11 January 2007

Mice Like Spaghetti, But Find it Hard to Access

I have several draft posts started--the G-for-Granola post that Pilgrim/Heretic gave me, a post on weight and eating--and then a few more drafting in my head, on motivation (how to motivate a child, how to motivate faculty, and really, is it possible to motivate someone else and is it counterproductive to even frame the issue that way), and thoughts on death (remarks for my predecessor's memorial service, Curious Girl's recent questions about death).

But all these topics get pushed aside for tonight so that I can bring you the breaking news from the natural kingdom, er, the basement: mice like spaghetti.

I realize I run the risk of scaring away Moreena in taking up this subject, but a blogger can't always stick with the safe subjects, right? We've had mice in our basement since sometime late in our renovation project. For a while last winter the cats were killing them and leaving them in the downstairs hallway, something Curious Girl was, well, curious about. "Look! I want to see!" she would say, as I tried to clean them up without getting too close and without somehow implying that her enthusiasm for the dead rodent was something to be changed. If she wasn't scared of the dead mouse, why make her so? Still, I was happy when the cats seemed to put an end to the mouse population.

·····

▶ [Requirements]: Can you revise the mouse post between "I have several" and "mice like spaghetti.", inclusive, so that "basement" becomes "cellar"? Work only from the mouse post.

▶ [Material shown]:

·····

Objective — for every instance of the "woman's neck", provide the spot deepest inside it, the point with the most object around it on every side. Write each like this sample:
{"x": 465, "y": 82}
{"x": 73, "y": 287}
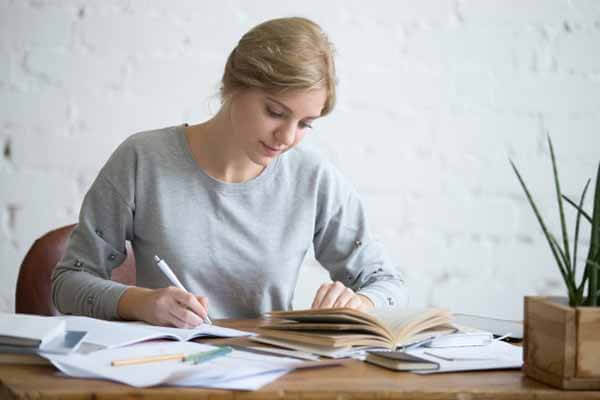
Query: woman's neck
{"x": 217, "y": 151}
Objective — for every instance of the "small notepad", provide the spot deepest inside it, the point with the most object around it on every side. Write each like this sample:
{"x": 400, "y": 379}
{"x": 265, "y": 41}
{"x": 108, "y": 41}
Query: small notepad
{"x": 29, "y": 330}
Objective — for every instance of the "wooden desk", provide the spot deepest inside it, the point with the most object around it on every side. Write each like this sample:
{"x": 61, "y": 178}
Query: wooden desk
{"x": 353, "y": 380}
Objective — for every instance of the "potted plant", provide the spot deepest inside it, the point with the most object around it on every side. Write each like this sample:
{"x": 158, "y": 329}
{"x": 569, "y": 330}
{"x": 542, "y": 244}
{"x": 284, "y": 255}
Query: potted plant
{"x": 562, "y": 335}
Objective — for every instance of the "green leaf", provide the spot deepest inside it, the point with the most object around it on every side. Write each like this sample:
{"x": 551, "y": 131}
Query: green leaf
{"x": 566, "y": 273}
{"x": 579, "y": 209}
{"x": 541, "y": 222}
{"x": 563, "y": 223}
{"x": 594, "y": 253}
{"x": 576, "y": 240}
{"x": 593, "y": 264}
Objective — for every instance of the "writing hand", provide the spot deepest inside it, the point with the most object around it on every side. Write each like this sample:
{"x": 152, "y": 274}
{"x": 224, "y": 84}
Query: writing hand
{"x": 336, "y": 294}
{"x": 169, "y": 306}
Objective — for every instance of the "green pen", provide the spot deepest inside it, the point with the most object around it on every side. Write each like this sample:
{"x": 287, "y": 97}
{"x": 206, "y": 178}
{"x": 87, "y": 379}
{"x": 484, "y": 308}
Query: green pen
{"x": 204, "y": 356}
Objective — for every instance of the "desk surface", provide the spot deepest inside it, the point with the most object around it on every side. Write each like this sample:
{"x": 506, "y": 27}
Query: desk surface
{"x": 352, "y": 380}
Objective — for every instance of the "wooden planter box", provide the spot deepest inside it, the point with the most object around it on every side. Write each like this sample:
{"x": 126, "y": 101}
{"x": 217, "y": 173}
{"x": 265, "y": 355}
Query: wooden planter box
{"x": 561, "y": 344}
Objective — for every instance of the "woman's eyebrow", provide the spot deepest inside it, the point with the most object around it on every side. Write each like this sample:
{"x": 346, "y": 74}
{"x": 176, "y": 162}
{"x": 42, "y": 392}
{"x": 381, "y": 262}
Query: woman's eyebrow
{"x": 287, "y": 108}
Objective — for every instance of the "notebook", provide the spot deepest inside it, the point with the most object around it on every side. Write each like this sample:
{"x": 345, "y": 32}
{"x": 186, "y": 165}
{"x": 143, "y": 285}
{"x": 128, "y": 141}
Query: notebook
{"x": 110, "y": 334}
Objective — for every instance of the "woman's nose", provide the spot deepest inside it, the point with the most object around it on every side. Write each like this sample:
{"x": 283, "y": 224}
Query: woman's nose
{"x": 286, "y": 134}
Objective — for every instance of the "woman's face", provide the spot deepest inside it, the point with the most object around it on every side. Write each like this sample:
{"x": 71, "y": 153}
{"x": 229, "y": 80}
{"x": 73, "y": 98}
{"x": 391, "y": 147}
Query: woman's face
{"x": 267, "y": 125}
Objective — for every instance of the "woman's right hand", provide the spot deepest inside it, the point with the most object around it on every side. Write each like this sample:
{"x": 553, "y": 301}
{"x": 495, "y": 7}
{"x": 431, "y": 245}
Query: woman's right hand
{"x": 168, "y": 306}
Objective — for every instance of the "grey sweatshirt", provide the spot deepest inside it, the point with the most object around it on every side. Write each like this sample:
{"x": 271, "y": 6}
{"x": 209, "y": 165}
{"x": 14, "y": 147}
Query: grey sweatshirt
{"x": 239, "y": 244}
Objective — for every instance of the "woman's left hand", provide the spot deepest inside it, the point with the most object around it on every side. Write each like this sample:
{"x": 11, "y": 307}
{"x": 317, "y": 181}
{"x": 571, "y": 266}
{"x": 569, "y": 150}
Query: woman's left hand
{"x": 336, "y": 295}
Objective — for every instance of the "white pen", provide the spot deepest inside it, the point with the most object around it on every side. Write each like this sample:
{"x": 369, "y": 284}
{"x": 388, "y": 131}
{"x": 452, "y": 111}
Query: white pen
{"x": 164, "y": 267}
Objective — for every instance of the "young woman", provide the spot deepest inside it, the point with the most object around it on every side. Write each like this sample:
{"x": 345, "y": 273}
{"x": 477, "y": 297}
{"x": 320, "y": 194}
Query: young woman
{"x": 232, "y": 204}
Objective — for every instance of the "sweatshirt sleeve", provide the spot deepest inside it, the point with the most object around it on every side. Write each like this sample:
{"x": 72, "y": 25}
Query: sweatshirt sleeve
{"x": 81, "y": 282}
{"x": 345, "y": 247}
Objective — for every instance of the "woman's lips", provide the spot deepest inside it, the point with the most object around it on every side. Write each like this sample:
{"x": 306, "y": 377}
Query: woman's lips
{"x": 271, "y": 151}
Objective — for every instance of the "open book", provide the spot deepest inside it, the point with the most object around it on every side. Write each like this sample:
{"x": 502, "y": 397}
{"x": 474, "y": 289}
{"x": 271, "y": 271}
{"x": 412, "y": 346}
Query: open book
{"x": 345, "y": 327}
{"x": 111, "y": 334}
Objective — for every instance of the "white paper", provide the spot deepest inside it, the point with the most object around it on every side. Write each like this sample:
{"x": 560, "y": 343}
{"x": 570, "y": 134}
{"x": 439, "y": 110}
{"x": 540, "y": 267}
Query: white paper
{"x": 497, "y": 355}
{"x": 236, "y": 370}
{"x": 111, "y": 334}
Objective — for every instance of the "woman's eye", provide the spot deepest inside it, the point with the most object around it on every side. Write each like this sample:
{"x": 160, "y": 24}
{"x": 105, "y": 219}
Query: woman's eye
{"x": 274, "y": 113}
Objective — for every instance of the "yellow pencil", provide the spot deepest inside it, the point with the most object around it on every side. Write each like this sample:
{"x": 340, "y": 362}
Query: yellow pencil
{"x": 143, "y": 360}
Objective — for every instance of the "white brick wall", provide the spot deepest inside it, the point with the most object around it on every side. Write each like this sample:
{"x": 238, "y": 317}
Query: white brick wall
{"x": 434, "y": 96}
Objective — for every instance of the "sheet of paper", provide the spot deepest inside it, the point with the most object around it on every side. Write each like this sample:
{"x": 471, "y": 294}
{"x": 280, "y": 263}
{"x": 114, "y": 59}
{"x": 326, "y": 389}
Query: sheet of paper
{"x": 220, "y": 372}
{"x": 111, "y": 334}
{"x": 497, "y": 355}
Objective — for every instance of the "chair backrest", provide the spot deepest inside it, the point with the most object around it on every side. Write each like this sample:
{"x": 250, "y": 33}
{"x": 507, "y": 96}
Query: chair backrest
{"x": 33, "y": 294}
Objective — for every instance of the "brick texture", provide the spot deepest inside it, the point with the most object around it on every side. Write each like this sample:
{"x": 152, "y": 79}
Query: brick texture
{"x": 434, "y": 97}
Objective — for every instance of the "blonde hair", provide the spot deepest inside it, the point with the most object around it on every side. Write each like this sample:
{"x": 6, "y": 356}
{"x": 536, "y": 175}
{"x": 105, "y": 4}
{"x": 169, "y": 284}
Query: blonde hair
{"x": 279, "y": 55}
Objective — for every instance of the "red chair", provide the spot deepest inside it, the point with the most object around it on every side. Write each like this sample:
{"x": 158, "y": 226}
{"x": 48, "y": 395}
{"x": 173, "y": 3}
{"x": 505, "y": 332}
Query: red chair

·····

▶ [Finished answer]:
I have several draft posts started--the G-for-Granola post that Pilgrim/Heretic gave me, a post on weight and eating--and then a few more drafting in my head, on motivation (how to motivate a child, how to motivate faculty, and really, is it possible to motivate someone else and is it counterproductive to even frame the issue that way), and thoughts on death (remarks for my predecessor's memorial service, Curious Girl's recent questions about death).

But all these topics get pushed aside for tonight so that I can bring you the breaking news from the natural kingdom, er, the cellar: mice like spaghetti.